● Task goal
Please give back each entry below unaltered, leaving the pictures out.

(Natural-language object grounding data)
==*==

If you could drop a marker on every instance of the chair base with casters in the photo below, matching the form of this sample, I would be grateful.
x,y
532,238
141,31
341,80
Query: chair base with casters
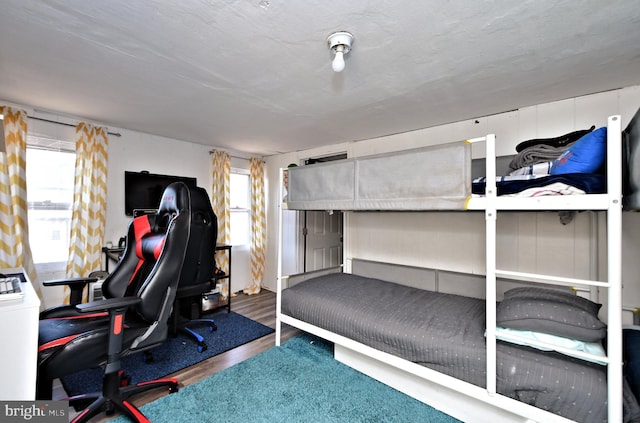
x,y
184,305
132,319
114,396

==*==

● The answer
If you could drop a marker on every instance of the chair base with casters in the photo below, matching the form of this sample, I would be grateful.
x,y
532,238
141,31
341,80
Query: chair base with casters
x,y
184,305
132,319
114,396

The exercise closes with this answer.